И смешно мне слушать рассказ Каманьяна, и зло берет. Так непростительно ошибиться! Человека чуть не погубил. Подорвал авторитет группы «Меч» — немец расскажет, как он легко расправился с летчиком особой авиагруппы. «Авантюризм чистейшей воды допустил ты, дорогой Антон Дмитриевич, — ругаю я сам себя, — непростительно. Три с половиной года полком командуешь, пора бы уже научиться…»

* * *

Кончилось наше блаженство: после аэродрома Кишкун-Лацхаза мы оказались на небольшой, окруженной домами площадке — Будапештском ипподроме. На старом аэродроме хоть и не было рулежных дорожек, зато была настоящая взлетно-посадочная полоса шириной в шестьдесят метров (она казалась нам очень узкой). Здесь же ширина полосы в два раза меньше, но грязи на ней — по колено.

Вчера, 5 декабря 1944 года, на старом аэродроме я отметил свой день рождения — тридцать лет. Ординарец привез со склада крепкий, ароматный ликер, летчики поздравили меня, а Коля Леонов провозгласил тост: «За здоровье командира!»

Тост очень короткий, но емкий, содержательный, потому что здоровье для летчика — это самое главное. Мы закусили, я предложил налить еще по одной чарке и выпить за нашу победу. Летчики трижды прокричали «Ура!», механик растянул аккордеон, пробежался по клавишам, а Коля Кнут сплясал «Барыню». На этом торжественный ужин закончился — надо было идти отдыхать, готовиться к бою.

Бой кипит прямо над Будапештом и особенно над Эстергомом, где наши войска, форсировав Грон, рвутся в направлении Вены — столицы Австрии, еще одного сателлита фашистской Германии.

Вчера командир эскадрильи Петр Савченко возвратился с тылового аэродрома во главе десяти совсем еще новеньких самолетов Як-3, а сейчас ушел на боевое задание во главе десяти экипажей. Жду, когда возвратятся, хочу послушать мнение летчиков о новой машине. По радио слышал — бой провели удачно, победно, поэтому иду не волнуясь. Вот и они пришли в плотном строю, как на параде. И это меня беспокоит, настораживает: упоенные удачей летчики могут расслабиться, потерять бдительность, что на фронте недопустимо. После посадки собрались у самолета ведущего.

▸ Задание:
Какой ширины была взлетно-посадочная полоса на старом аэродроме, согласно приведённому отрывку?

(Сохранённые записи данных)

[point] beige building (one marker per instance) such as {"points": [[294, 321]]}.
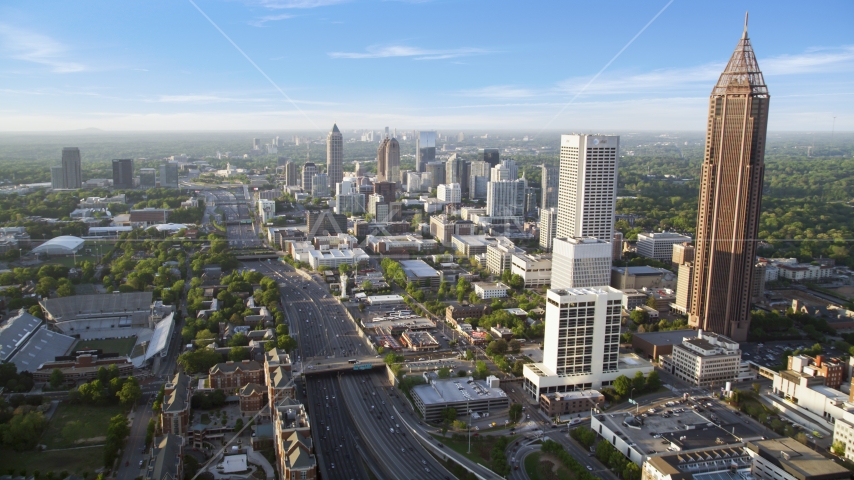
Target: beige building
{"points": [[706, 360]]}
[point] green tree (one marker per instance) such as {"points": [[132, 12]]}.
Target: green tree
{"points": [[57, 378], [515, 412], [622, 385], [130, 392]]}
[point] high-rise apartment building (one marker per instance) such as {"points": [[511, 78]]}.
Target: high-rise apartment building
{"points": [[587, 191], [506, 198], [388, 160], [580, 262], [730, 197], [123, 173], [169, 175], [335, 156], [320, 185], [309, 170], [425, 151], [548, 227], [57, 180], [453, 169], [449, 192], [491, 156], [550, 181], [659, 245], [291, 174], [437, 174], [581, 344], [147, 177], [71, 171]]}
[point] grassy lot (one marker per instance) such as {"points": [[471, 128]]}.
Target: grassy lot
{"points": [[75, 461], [122, 346], [78, 425], [69, 261], [546, 467]]}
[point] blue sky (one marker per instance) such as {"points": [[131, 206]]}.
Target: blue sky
{"points": [[440, 64]]}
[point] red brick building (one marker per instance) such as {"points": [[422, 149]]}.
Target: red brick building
{"points": [[231, 375]]}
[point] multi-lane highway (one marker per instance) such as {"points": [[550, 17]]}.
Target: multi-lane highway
{"points": [[324, 331]]}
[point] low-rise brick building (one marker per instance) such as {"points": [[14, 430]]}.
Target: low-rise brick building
{"points": [[233, 375]]}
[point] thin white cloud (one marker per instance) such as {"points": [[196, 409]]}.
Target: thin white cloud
{"points": [[270, 18], [415, 53], [283, 4], [811, 61], [36, 48]]}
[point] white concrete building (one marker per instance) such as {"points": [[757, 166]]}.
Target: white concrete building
{"points": [[587, 190], [506, 198], [485, 290], [580, 262], [266, 210], [659, 245], [499, 255], [548, 228], [707, 360], [582, 342], [536, 270], [449, 193]]}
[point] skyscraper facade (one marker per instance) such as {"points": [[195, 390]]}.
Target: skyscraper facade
{"points": [[425, 150], [309, 170], [580, 262], [291, 174], [588, 186], [506, 198], [730, 197], [491, 156], [123, 173], [169, 175], [388, 160], [548, 228], [335, 156], [71, 172], [550, 181]]}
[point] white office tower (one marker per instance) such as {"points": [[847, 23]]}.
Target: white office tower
{"points": [[580, 262], [499, 173], [452, 169], [347, 197], [548, 228], [266, 210], [449, 192], [320, 185], [587, 192], [581, 344], [512, 168], [506, 198], [413, 182]]}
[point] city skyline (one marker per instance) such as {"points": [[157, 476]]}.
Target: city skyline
{"points": [[60, 74]]}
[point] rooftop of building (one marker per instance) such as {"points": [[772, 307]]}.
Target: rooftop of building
{"points": [[44, 346], [98, 305], [797, 460], [15, 331], [641, 271], [419, 269], [455, 391], [673, 337]]}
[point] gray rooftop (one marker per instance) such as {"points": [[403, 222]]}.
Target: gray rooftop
{"points": [[15, 332], [44, 346], [456, 390], [418, 268], [673, 337]]}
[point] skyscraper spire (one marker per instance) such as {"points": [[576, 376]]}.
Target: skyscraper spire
{"points": [[730, 198]]}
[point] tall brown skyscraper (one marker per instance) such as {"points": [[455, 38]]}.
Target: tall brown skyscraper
{"points": [[730, 197]]}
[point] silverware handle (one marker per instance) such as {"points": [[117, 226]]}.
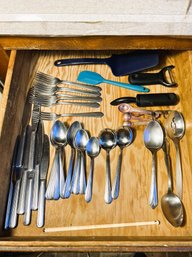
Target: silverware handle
{"points": [[53, 188], [179, 175], [108, 196], [82, 178], [88, 191], [9, 203], [76, 174], [153, 198], [41, 204], [83, 114], [21, 203], [36, 188], [61, 171], [13, 214], [116, 184], [93, 105], [67, 187], [28, 202]]}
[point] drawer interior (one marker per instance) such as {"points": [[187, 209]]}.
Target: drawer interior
{"points": [[132, 204]]}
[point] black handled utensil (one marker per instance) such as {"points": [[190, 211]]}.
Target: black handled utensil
{"points": [[163, 77], [120, 64], [144, 100]]}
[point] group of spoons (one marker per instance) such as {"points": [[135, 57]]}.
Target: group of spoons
{"points": [[61, 185], [155, 139]]}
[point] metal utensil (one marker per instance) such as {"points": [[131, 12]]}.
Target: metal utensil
{"points": [[92, 150], [43, 176], [175, 128], [120, 64], [56, 180], [153, 139], [124, 137], [171, 204], [107, 140], [51, 80], [80, 142], [75, 126], [95, 79]]}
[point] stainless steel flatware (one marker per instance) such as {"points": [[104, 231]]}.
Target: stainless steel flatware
{"points": [[153, 139], [171, 204], [44, 165], [124, 137], [175, 128], [107, 140]]}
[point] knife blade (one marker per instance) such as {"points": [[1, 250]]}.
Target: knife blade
{"points": [[44, 166]]}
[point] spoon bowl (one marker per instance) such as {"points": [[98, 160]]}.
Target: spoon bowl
{"points": [[124, 138], [72, 172], [108, 140], [172, 208], [92, 150], [175, 128], [153, 139]]}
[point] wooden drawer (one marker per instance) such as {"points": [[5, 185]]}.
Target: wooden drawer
{"points": [[132, 204]]}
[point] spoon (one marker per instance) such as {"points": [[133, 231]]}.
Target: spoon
{"points": [[80, 142], [107, 140], [124, 138], [75, 126], [171, 204], [175, 128], [93, 150], [56, 182], [153, 139]]}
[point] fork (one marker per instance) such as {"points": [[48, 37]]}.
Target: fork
{"points": [[50, 89], [53, 100], [54, 116], [51, 80]]}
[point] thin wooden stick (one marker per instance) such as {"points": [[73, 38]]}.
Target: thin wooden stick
{"points": [[118, 225]]}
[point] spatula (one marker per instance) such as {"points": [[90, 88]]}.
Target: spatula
{"points": [[121, 64], [94, 78]]}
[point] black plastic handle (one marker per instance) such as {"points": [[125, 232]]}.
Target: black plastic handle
{"points": [[77, 61], [144, 100]]}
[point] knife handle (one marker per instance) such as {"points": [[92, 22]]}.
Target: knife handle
{"points": [[41, 205], [9, 203], [13, 214], [21, 201], [28, 200], [35, 189]]}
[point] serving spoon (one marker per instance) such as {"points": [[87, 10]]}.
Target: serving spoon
{"points": [[171, 204], [153, 139]]}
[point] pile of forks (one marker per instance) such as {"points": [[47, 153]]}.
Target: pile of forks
{"points": [[46, 91]]}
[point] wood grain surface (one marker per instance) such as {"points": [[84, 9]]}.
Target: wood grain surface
{"points": [[132, 204]]}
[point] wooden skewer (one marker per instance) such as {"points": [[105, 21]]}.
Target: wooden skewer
{"points": [[87, 227]]}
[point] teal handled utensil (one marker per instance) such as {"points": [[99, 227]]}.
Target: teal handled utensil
{"points": [[94, 78]]}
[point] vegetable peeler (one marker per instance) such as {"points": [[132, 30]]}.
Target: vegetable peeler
{"points": [[163, 77]]}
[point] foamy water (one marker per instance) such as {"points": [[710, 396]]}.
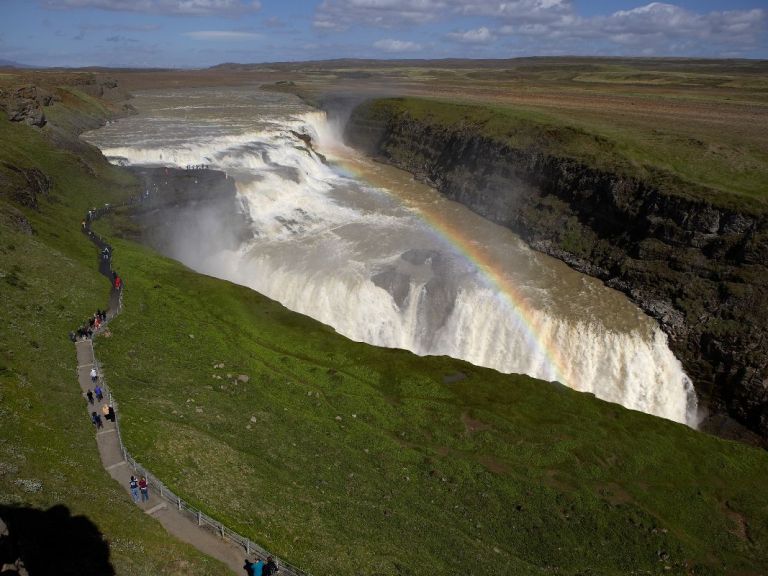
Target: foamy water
{"points": [[386, 260]]}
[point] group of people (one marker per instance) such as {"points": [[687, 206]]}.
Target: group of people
{"points": [[97, 395], [260, 568], [139, 489], [88, 328]]}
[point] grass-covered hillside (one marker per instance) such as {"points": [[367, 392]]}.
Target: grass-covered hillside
{"points": [[341, 457], [48, 285], [715, 166], [690, 126], [349, 459]]}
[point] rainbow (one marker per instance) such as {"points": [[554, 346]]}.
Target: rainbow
{"points": [[509, 295]]}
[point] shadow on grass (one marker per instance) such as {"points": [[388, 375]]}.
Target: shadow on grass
{"points": [[51, 542]]}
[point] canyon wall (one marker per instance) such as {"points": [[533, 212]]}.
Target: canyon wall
{"points": [[698, 268]]}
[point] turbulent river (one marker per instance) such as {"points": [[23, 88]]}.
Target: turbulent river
{"points": [[387, 260]]}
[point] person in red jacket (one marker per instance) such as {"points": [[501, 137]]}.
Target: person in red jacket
{"points": [[144, 489]]}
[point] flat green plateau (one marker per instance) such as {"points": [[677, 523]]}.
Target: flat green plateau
{"points": [[708, 167], [346, 458]]}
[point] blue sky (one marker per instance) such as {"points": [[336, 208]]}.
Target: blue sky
{"points": [[199, 33]]}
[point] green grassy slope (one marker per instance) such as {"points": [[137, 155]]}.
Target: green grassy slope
{"points": [[718, 168], [48, 285], [349, 459]]}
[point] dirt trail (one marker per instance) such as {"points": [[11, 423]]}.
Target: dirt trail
{"points": [[175, 522]]}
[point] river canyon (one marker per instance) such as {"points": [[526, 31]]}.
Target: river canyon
{"points": [[384, 258]]}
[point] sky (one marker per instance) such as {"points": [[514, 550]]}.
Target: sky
{"points": [[201, 33]]}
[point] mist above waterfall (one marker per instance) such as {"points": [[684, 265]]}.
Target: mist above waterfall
{"points": [[384, 259]]}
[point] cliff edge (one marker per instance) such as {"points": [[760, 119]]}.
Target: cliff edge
{"points": [[690, 257]]}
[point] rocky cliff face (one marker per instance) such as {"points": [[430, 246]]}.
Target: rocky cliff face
{"points": [[700, 270]]}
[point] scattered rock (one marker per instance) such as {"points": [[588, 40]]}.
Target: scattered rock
{"points": [[30, 486]]}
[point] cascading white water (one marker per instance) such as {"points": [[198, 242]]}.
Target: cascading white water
{"points": [[394, 264]]}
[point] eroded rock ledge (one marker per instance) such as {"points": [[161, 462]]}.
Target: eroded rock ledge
{"points": [[699, 269]]}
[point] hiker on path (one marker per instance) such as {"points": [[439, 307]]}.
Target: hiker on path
{"points": [[270, 567], [144, 487], [133, 484]]}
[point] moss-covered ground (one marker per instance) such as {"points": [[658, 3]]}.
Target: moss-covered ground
{"points": [[712, 169], [48, 286], [341, 457], [349, 459]]}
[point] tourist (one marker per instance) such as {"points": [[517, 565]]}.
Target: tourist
{"points": [[134, 486], [269, 568], [144, 488]]}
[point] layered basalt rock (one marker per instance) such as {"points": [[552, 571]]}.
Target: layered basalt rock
{"points": [[698, 268]]}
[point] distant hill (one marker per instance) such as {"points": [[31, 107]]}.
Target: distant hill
{"points": [[11, 64], [464, 63]]}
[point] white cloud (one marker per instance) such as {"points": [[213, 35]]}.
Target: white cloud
{"points": [[225, 35], [555, 26], [188, 7], [341, 14], [397, 46], [480, 35]]}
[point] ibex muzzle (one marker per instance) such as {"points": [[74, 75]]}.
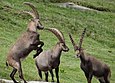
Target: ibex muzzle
{"points": [[64, 47], [38, 24]]}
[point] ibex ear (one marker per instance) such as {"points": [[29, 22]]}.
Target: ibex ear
{"points": [[73, 43]]}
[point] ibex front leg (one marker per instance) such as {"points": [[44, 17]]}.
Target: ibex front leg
{"points": [[39, 49], [21, 73], [89, 77]]}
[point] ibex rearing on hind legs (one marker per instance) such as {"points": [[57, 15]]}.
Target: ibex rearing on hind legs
{"points": [[28, 42], [90, 65], [50, 59]]}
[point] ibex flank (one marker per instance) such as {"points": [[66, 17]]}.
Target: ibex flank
{"points": [[90, 65]]}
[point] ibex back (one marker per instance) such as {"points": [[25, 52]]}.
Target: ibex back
{"points": [[50, 59], [90, 65]]}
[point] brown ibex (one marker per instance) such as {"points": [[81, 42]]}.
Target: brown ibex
{"points": [[28, 42], [50, 59], [90, 65]]}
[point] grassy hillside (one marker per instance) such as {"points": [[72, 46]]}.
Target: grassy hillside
{"points": [[99, 40]]}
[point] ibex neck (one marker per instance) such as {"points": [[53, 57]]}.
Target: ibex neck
{"points": [[56, 51], [83, 57], [32, 27]]}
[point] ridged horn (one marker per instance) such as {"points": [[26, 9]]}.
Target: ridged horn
{"points": [[81, 39], [57, 33], [34, 10], [73, 43]]}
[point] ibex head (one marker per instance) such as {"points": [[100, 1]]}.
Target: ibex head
{"points": [[61, 39], [35, 22], [78, 49]]}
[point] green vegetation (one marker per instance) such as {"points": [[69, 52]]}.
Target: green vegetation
{"points": [[99, 40]]}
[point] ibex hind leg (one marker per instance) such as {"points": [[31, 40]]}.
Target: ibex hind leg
{"points": [[39, 71], [21, 73], [46, 76], [51, 72], [56, 71], [107, 76], [12, 75]]}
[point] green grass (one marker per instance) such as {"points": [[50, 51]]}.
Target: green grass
{"points": [[99, 40]]}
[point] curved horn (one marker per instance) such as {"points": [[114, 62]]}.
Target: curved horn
{"points": [[57, 33], [81, 39], [36, 15], [73, 43]]}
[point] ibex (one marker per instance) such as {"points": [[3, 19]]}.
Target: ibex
{"points": [[50, 59], [28, 42], [90, 65]]}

▸ Выполненное задание:
Шестьдесят метров.